* _What you need to do_:
Answer these from the prior-art description below:
1. In conventional sheet feeding devices, what drives the feed roller?
2. Which U.S. patent is given as an example of piezoelectric or ultrasonic motors driving the feeding rollers instead of a stepper motor?
3. What principle do surface contact piezoelectric sheet feeders typically use?
--- START Provided text ---
2. Description of the Prior Art
Paper sheets, thin film, magnetic and other tape, and other similar thin and low weight objects, generally referred to as a "sheet" object throughout this description, are used extensively in various office equipment such as copiers, printers, video- and audio- tape recorders and players, photo- and video-cameras, etc. Conventional sheet feeding and conveying devices contained in these machines are typically based on a feed roller driven by an electrical stepper motor coupled with a gear box. Although widely used, these devices limit the opportunities for making the business machines more compact due to the complexity of such arrangement as well as the inherent size and weight of the stepper motor and associated gear box and sophisticated control electronics. Further efforts to make business machines small and light demand the use of a more simple but yet reliable sheet feeding device.
Piezoelectric and ultrasonic motors and paper sheet conveying devices are also generally known in the prior art. Occasionally, they are used to drive the feeding rollers of the device instead of a stepper motor as suggested for example in the U.S. Pat. No. 5,548,176 by Oda. Piezoelectric motors and sheet feeders offer an advantageous balance of small size, simple control electronics, good energy efficiency, and enough power for transporting such light objects as a sheet of paper. Therefore, their use in business machines as paper feeders has gained acceptance in recent years.
Two broad categories of piezoelectric conveying devices can be identified analyzing the prior art:
devices with a "surface contact" in which the area between the piezoelectric element and the base support structure is wide so that it is the surface of the vibrating element itself that provides a firm contact with the conveying sheet and determines the direction of transporting, and PA1 devices with a "linear contact" in which the area between the piezoelectric element and the base roller has a small width of about 0.5 mm or less so that the rotating roller in turn feeds the sheet in a predetermined direction.
Surface contact piezoelectric sheet feeders are quite reliable in operation, typically utilize a "traveling wave" principle and contain at least one piezoelectric disk divided into appropriate sectors. In a typical document feeder, a sheet of paper is placed between the flat portion of the vibrator and a support base which can also be a piezoelectric disk by itself. The traveling wave vibrations generated in the piezoelectric disk transmit a directional force down to the paper sheet and consequently move it in a specified direction.
--- END Provided text ---
--- START Material provided ---
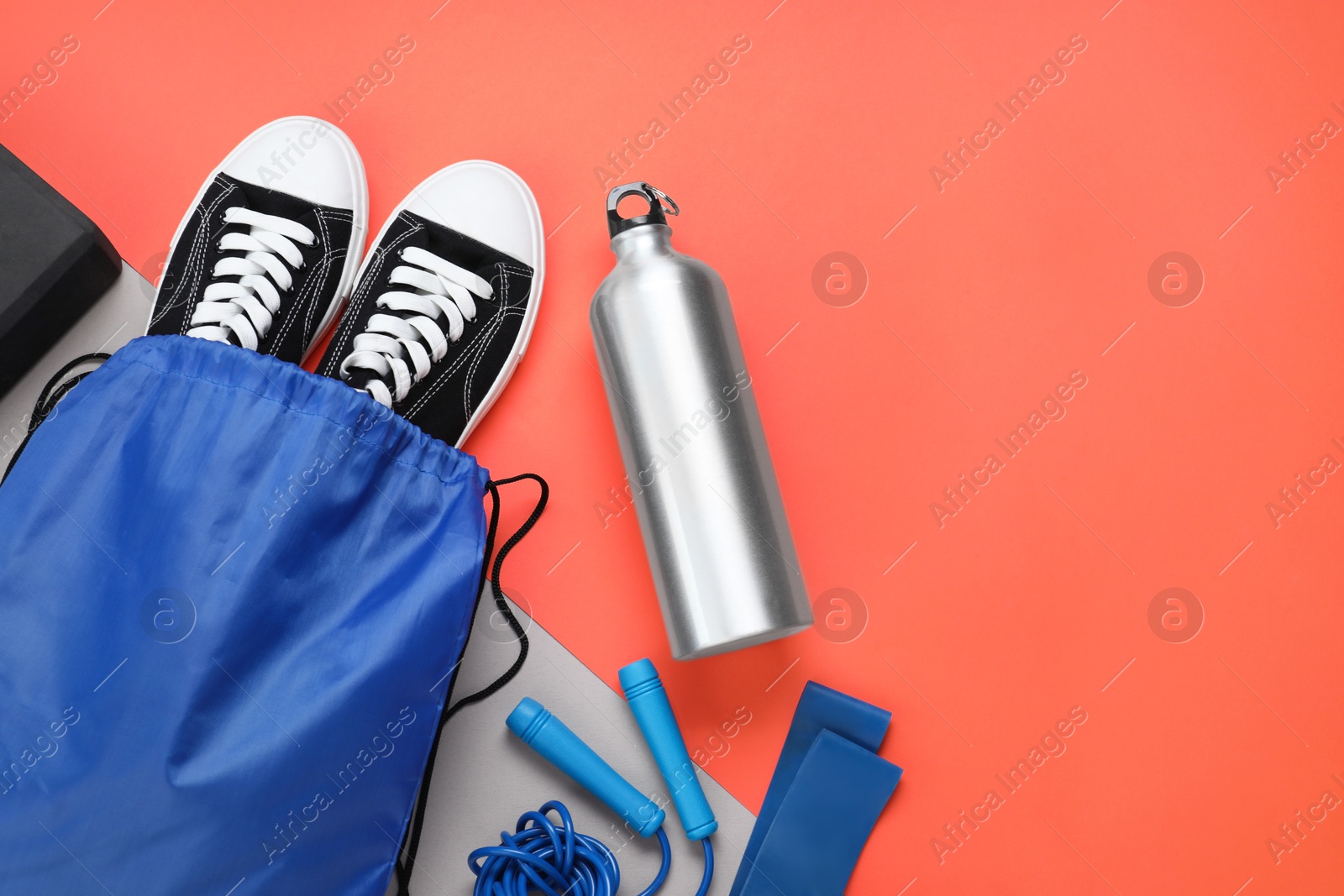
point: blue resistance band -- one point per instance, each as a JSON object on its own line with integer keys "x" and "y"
--- END Material provided ---
* _Answer_:
1. An electrical stepper motor coupled with a gear box.
2. U.S. Pat. No. 5,548,176 by Oda.
3. A "traveling wave" principle.